*Aangeleverde tekst*:
* * *

3.4. Ingevolge art. 23, tweede lid, Sv moeten door de raadkamer het openbaar ministerie, de verdachte en andere proces-deelnemers worden gehoord, althans hiertoe worden opgeroepen, tenzij anders is voorgeschreven. Ingevolge art. 552a, zesde lid, Sv dient het klaagschrift tijdens een openbare raadkamerzitting te worden behandeld. In art. 25, eerste lid, Sv is bepaald dat van het onderzoek van de raadkamer door de griffier een proces-verbaal moet worden opgemaakt, behelzende de zakelijke inhoud van de afgelegde verklaringen en voorts hetgeen verder bij dat onderzoek is voorgevallen, terwijl dit artikel tevens voorschriften bevat ten aanzien van de wijze waarop het proces-verbaal dient te worden ingericht, vastgesteld en ondertekend en bepaalt dat het proces-verbaal bij de processtukken wordt gevoegd.
3.5. Uit hetgeen hiervoor onder 3.3 is weergegeven volgt dat geen openbare raadkamerzitting heeft plaatsgehad. Dit verzuim leidt tot nietigheid van de bestreden beschikking
3.6. Het middel is derhalve terecht voorgesteld.
4. Slotsom
Hetgeen hiervoor is overwogen brengt mee dat de bestreden beschikking niet in stand kan blijven, de overige middelen geen bespreking behoeven en als volgt moet worden beslist.
5. Beslissing
De Hoge Raad:
Vernietigt de bestreden beschikking;
Wijst de zaak terug naar de Rechtbank te Groningen opdat de zaak op het bestaande klaagschrift opnieuw wordt behandeld en afgedaan.
Deze beschikking is gegeven door de vice-president F.H. Koster als voorzitter, en de raadsheren J.P. Balkema en J. de Hullu, in bijzijn van de waarnemend griffier J.D.M. Hart, in raadkamer en uitgesproken ter openbare terechtzitting van 19 december 2006.

* * *

*Gegevensrijen*:
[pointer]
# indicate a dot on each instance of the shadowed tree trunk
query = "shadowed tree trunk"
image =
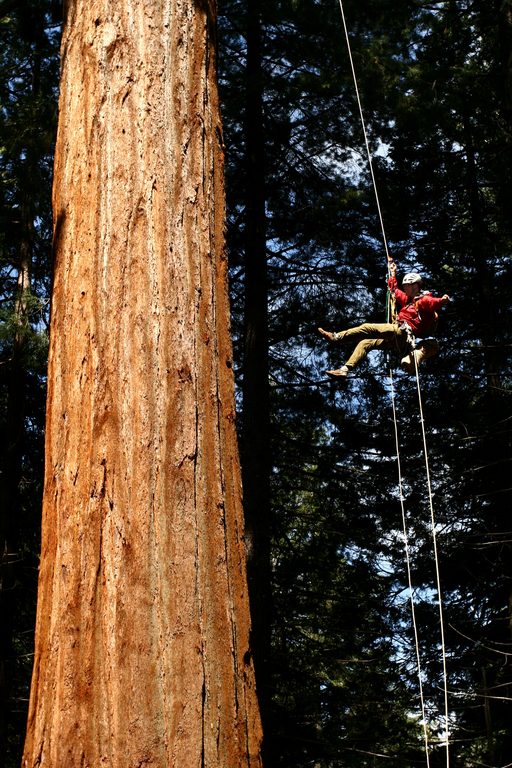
(142, 641)
(256, 402)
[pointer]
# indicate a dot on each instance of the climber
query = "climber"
(416, 315)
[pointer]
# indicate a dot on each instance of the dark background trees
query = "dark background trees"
(338, 684)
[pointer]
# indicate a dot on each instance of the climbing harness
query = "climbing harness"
(414, 363)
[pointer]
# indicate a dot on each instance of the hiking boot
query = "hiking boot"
(343, 372)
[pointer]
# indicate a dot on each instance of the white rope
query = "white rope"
(436, 560)
(370, 163)
(433, 523)
(409, 576)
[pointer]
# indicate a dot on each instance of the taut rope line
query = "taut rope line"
(433, 523)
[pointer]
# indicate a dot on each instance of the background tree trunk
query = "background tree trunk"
(256, 442)
(142, 640)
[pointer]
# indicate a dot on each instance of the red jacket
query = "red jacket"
(420, 312)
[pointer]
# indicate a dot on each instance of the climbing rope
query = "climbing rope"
(397, 441)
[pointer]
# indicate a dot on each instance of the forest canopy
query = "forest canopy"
(333, 638)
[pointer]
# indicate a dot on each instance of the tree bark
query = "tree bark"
(142, 641)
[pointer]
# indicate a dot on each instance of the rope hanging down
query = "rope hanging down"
(400, 478)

* * *

*Opdracht*: Schrijf uit de aangeleverde tekst woord voor woord het stuk over van "3.4. Ingevolge art." tot en met "processtukken wordt gevoegd.".

*Oplossing*:
3.4. Ingevolge art. 23, tweede lid, Sv moeten door de raadkamer het openbaar ministerie, de verdachte en andere proces-deelnemers worden gehoord, althans hiertoe worden opgeroepen, tenzij anders is voorgeschreven. Ingevolge art. 552a, zesde lid, Sv dient het klaagschrift tijdens een openbare raadkamerzitting te worden behandeld. In art. 25, eerste lid, Sv is bepaald dat van het onderzoek van de raadkamer door de griffier een proces-verbaal moet worden opgemaakt, behelzende de zakelijke inhoud van de afgelegde verklaringen en voorts hetgeen verder bij dat onderzoek is voorgevallen, terwijl dit artikel tevens voorschriften bevat ten aanzien van de wijze waarop het proces-verbaal dient te worden ingericht, vastgesteld en ondertekend en bepaalt dat het proces-verbaal bij de processtukken wordt gevoegd.